WRITTEN REQUEST 1:
Write out the passage of the House of Lords reform speech between "The report follows" and "of executive control.", inclusive, word for word.

DOCUMENT EXCERPT:
# # # # # # #
My Lords, I, too, congratulate the noble Baroness, Lady Taylor of Bolton, on securing this debate and on the report that is before us. The report constitutes a constructive contribution to the debate on the future of this House. In my view, it is far superior to the documents laid before us in recent years by successive Governments. White Papers have taken as given, first, that the second Chamber should be elected and, secondly, that the functions of the current second Chamber are appropriate and should be retained. By not justifying either point, the Government have avoided addressing the fact that the two are not compatible: if you accept one, the other has to be abandoned. Election would change, fundamentally, the terms of trade between the parties in the House. There would be no reason to accept the existing functions of the House or to exercise restraint in the use of existing powers, let alone to accept those powers as adequate.
By not addressing the contradiction, Governments have been able to focus solely on composition. Election is seen as the democratic option, and the functions are fine, so let us just proceed with election. This stance is fundamentally flawed, so the Government’s House of Lords Reform Bill of 2012 was always going to be a bad Bill. It failed to grasp the need to address functions and powers, just as it failed to recognise that election is not necessarily the democratic option.
This report is to be welcomed because it avoids those mistakes. It addresses functions, doing so through recognising the position of the House within a system of asymmetrical bicameralism. It recognises that the functions derive from the House seeing its role as complementary to that of the elected House. The report puts it very well:
“It is a ‘think again’ house, not a ‘yield or we veto’ house”.
In other words, the House adds value by fulfilling functions that do not challenge the primacy of the elected Chamber. Those functions have, on the whole, been well fulfilled, but there is scope for increasing the efficiency and the effectiveness of the House. The report goes on to say:
“The task then is to find a model for reform that tackles the defects of the present House while preserving its strengths”.
I think it important to recognise that the reforms advanced in the paper are practical proposals that derive from a clear appreciation of the role of the House. I find myself in agreement with most of the proposals embodied in the report, which is hardly surprising given that many echo what was in the original Steel Bill. However, there are a few with which I would take issue. Rather than seek to make what would be essentially Committee-stage points, I will just make a few general comments designed to contribute to the debate.
The report follows the Steel Bill in recommending that the House of Lords Appointments Commission be put on a statutory basis and that the by-election option for hereditary Peers be abolished. There was a reason both were in the Bill. Either they need to be implemented together or putting the Appointments Commission on a statutory basis needs to be achieved before the by-election provision is ended. The merit of the by-election option is that it brings in Members over whom the Prime Minister has no veto: he cannot block a Member who comes here under the provisions of the 1999 Act. At the moment, the Appointments Commission is formally an advisory body to the Prime Minister. By putting it on a statutory footing, one can protect the independence of the commission and there would thus continue to be a route to this House that is free of executive control.
# # # # # # #
Data records
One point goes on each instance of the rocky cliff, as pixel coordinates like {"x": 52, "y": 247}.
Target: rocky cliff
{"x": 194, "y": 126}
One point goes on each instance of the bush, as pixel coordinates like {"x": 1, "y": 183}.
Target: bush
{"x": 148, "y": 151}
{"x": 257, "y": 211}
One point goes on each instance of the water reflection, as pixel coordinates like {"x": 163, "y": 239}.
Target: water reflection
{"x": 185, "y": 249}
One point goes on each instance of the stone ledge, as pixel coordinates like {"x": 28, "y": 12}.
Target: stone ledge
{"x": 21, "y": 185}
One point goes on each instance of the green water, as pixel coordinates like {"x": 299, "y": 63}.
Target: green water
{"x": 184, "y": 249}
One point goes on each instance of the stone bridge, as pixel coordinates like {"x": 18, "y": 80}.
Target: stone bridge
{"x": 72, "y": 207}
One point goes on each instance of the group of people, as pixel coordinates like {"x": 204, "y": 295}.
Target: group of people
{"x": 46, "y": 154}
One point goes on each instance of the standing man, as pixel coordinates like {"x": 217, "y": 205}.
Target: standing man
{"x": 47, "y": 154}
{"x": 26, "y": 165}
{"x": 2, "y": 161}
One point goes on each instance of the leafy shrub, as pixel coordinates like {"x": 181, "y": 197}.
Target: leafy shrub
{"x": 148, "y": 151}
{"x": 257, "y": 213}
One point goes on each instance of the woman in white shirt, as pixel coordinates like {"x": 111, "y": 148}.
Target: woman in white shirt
# # # # # # #
WRITTEN REQUEST 2:
Give again, verbatim, the lines of the data records from the one holding "One point goes on each instance of the standing" through the last line of the records, inclusive.

FULL OUTPUT 1:
The report follows the Steel Bill in recommending that the House of Lords Appointments Commission be put on a statutory basis and that the by-election option for hereditary Peers be abolished. There was a reason both were in the Bill. Either they need to be implemented together or putting the Appointments Commission on a statutory basis needs to be achieved before the by-election provision is ended. The merit of the by-election option is that it brings in Members over whom the Prime Minister has no veto: he cannot block a Member who comes here under the provisions of the 1999 Act. At the moment, the Appointments Commission is formally an advisory body to the Prime Minister. By putting it on a statutory footing, one can protect the independence of the commission and there would thus continue to be a route to this House that is free of executive control.

FULL OUTPUT 2:
One point goes on each instance of the standing man, as pixel coordinates like {"x": 217, "y": 205}.
Target: standing man
{"x": 47, "y": 154}
{"x": 26, "y": 165}
{"x": 2, "y": 161}
One point goes on each instance of the leafy shrub, as pixel coordinates like {"x": 181, "y": 197}.
Target: leafy shrub
{"x": 148, "y": 151}
{"x": 257, "y": 213}
One point goes on each instance of the woman in white shirt, as pixel coordinates like {"x": 111, "y": 148}.
Target: woman in white shirt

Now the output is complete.